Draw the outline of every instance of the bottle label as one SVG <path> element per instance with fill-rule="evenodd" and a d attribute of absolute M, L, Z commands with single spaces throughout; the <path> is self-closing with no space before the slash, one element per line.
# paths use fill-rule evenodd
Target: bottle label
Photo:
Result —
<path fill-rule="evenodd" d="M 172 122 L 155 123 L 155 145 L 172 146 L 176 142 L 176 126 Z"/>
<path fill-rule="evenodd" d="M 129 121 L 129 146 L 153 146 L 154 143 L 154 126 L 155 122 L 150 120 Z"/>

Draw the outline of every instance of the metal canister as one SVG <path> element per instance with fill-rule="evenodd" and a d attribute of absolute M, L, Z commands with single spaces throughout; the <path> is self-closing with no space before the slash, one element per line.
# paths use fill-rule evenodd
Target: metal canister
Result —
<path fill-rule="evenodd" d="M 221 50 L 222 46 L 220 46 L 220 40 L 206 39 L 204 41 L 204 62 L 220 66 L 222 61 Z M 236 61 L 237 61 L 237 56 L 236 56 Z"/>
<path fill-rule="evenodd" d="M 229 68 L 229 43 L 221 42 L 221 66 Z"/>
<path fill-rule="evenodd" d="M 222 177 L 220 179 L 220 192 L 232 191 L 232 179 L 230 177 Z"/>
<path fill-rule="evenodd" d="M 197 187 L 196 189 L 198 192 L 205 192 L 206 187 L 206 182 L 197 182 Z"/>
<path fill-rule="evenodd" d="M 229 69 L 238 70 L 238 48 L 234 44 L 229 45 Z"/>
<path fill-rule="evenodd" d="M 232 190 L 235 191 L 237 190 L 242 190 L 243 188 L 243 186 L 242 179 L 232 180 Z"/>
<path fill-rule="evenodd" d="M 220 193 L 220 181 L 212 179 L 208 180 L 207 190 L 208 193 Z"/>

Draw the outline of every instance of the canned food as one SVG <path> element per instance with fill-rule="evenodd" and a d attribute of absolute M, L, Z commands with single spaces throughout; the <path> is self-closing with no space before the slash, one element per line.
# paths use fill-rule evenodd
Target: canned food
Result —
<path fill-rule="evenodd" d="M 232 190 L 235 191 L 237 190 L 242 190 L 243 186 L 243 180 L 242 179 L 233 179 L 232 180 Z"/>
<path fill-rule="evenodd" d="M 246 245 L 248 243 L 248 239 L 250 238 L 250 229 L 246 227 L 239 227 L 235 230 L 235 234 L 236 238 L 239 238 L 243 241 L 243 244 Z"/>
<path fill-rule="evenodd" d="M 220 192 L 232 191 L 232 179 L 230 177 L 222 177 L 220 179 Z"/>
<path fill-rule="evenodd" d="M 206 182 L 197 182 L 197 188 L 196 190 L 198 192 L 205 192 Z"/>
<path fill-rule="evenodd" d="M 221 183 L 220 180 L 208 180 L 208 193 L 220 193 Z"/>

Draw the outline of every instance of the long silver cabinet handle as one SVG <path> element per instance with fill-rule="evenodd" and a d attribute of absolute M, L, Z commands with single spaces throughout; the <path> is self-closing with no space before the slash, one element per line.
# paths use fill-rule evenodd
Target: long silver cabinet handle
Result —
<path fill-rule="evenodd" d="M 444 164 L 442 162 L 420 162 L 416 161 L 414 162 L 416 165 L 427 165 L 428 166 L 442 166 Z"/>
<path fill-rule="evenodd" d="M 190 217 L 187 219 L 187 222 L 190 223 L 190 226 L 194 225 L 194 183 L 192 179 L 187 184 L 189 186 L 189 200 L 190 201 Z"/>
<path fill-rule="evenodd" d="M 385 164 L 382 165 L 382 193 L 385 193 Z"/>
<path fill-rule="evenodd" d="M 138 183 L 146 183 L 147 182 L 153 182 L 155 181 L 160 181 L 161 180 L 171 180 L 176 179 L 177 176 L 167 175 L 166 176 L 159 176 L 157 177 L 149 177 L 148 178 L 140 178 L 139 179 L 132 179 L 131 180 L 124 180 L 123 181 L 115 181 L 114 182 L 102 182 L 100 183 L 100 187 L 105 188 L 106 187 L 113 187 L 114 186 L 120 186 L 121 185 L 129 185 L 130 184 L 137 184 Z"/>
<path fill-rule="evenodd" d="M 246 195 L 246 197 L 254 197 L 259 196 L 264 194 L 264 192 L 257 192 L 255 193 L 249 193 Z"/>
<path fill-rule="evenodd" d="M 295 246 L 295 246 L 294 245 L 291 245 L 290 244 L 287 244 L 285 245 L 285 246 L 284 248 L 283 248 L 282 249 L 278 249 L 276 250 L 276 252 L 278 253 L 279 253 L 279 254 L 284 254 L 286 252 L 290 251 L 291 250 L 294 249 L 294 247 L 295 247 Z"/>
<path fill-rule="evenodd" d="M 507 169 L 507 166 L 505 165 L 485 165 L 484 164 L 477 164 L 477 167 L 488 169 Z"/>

◆ ◆ ◆ ◆ ◆ ◆ ◆

Format all the entries above as a Markdown table with the columns n and Line, giving each nonblank line its own numbered row and leaving out blank lines.

**SOLUTION TO THE EXERCISE:**
| n | Line |
|---|---|
| 1 | Draw the outline of every instance of the bottle label as one SVG <path> element per instance with fill-rule="evenodd" and a d attribute of absolute M, L, Z commands with single spaces throughout; the <path> is self-closing with no space before the slash, one element per line. |
| 2 | # paths use fill-rule evenodd |
| 3 | Target: bottle label |
| 4 | Photo: |
| 5 | Result — |
| 6 | <path fill-rule="evenodd" d="M 172 122 L 155 123 L 155 145 L 172 146 L 176 142 L 176 126 Z"/> |
| 7 | <path fill-rule="evenodd" d="M 129 121 L 129 146 L 153 146 L 154 143 L 154 126 L 155 122 L 150 120 Z"/> |
| 8 | Draw the outline of every instance of the metal canister as one SVG <path> element per instance with fill-rule="evenodd" and a d attribute of absolute M, L, Z commands with single spaces throughout; the <path> is self-closing with no space before the slash, one element per line. |
| 9 | # paths use fill-rule evenodd |
| 10 | Target: metal canister |
| 11 | Result — |
| 12 | <path fill-rule="evenodd" d="M 221 50 L 222 46 L 220 46 L 220 40 L 206 39 L 204 41 L 204 62 L 220 66 L 222 61 Z M 236 61 L 237 61 L 237 56 L 236 56 Z"/> |
| 13 | <path fill-rule="evenodd" d="M 229 68 L 229 43 L 221 42 L 221 66 Z"/> |
| 14 | <path fill-rule="evenodd" d="M 222 177 L 220 179 L 220 192 L 232 191 L 232 179 L 230 177 Z"/> |
| 15 | <path fill-rule="evenodd" d="M 197 187 L 196 189 L 198 192 L 205 192 L 206 187 L 206 182 L 197 182 Z"/> |
| 16 | <path fill-rule="evenodd" d="M 229 69 L 238 70 L 238 48 L 234 44 L 229 45 Z"/> |
| 17 | <path fill-rule="evenodd" d="M 232 190 L 235 191 L 237 190 L 242 190 L 243 188 L 243 186 L 242 179 L 232 180 Z"/> |
| 18 | <path fill-rule="evenodd" d="M 220 193 L 220 181 L 212 179 L 208 180 L 207 190 L 208 193 Z"/> |
| 19 | Draw the outline of every instance of the canned food as one SVG <path> element per instance with fill-rule="evenodd" and a d attribute of absolute M, L, Z commands with single spaces throughout; the <path> is self-closing with no space before the slash, one element per line. |
| 20 | # paths use fill-rule evenodd |
| 21 | Target: canned food |
| 22 | Result — |
| 23 | <path fill-rule="evenodd" d="M 232 190 L 235 191 L 237 190 L 242 190 L 243 186 L 243 180 L 242 179 L 233 179 L 232 180 Z"/> |
| 24 | <path fill-rule="evenodd" d="M 246 245 L 248 243 L 248 239 L 250 238 L 250 229 L 246 227 L 239 227 L 235 230 L 235 234 L 236 238 L 239 238 L 243 241 L 243 244 Z"/> |
| 25 | <path fill-rule="evenodd" d="M 220 192 L 232 191 L 232 179 L 230 177 L 222 177 L 220 179 Z"/> |
| 26 | <path fill-rule="evenodd" d="M 206 182 L 197 182 L 197 188 L 196 190 L 198 192 L 205 192 Z"/> |
| 27 | <path fill-rule="evenodd" d="M 221 183 L 220 180 L 208 180 L 208 193 L 220 193 Z"/> |
| 28 | Draw the outline of every instance of the long silver cabinet handle as one SVG <path> element per instance with fill-rule="evenodd" and a d attribute of absolute M, L, Z commands with single spaces throughout; the <path> is self-closing with no space before the slash, one element per line. |
| 29 | # paths use fill-rule evenodd |
| 30 | Target: long silver cabinet handle |
| 31 | Result — |
| 32 | <path fill-rule="evenodd" d="M 444 164 L 442 162 L 420 162 L 416 161 L 414 162 L 416 165 L 427 165 L 428 166 L 442 166 Z"/> |
| 33 | <path fill-rule="evenodd" d="M 190 217 L 187 219 L 187 222 L 190 223 L 190 226 L 194 225 L 194 183 L 192 179 L 187 184 L 189 186 L 189 200 L 190 201 Z"/> |
| 34 | <path fill-rule="evenodd" d="M 385 164 L 382 165 L 382 193 L 385 193 Z"/> |
| 35 | <path fill-rule="evenodd" d="M 138 183 L 146 183 L 147 182 L 153 182 L 155 181 L 160 181 L 161 180 L 171 180 L 176 179 L 177 176 L 167 175 L 166 176 L 159 176 L 157 177 L 149 177 L 148 178 L 140 178 L 139 179 L 132 179 L 131 180 L 124 180 L 123 181 L 115 181 L 114 182 L 102 182 L 100 183 L 100 187 L 105 188 L 106 187 L 113 187 L 114 186 L 120 186 L 121 185 L 129 185 L 130 184 L 137 184 Z"/> |
| 36 | <path fill-rule="evenodd" d="M 246 195 L 246 197 L 254 197 L 259 196 L 264 194 L 264 192 L 257 192 L 255 193 L 249 193 Z"/> |
| 37 | <path fill-rule="evenodd" d="M 295 246 L 295 246 L 294 245 L 291 245 L 290 244 L 287 244 L 285 245 L 285 246 L 284 248 L 283 248 L 282 249 L 278 249 L 276 250 L 276 252 L 278 253 L 279 253 L 279 254 L 284 254 L 286 252 L 290 251 L 291 250 L 294 249 L 294 247 L 295 247 Z"/> |
| 38 | <path fill-rule="evenodd" d="M 507 169 L 507 166 L 505 165 L 485 165 L 484 164 L 477 164 L 477 167 L 488 169 Z"/> |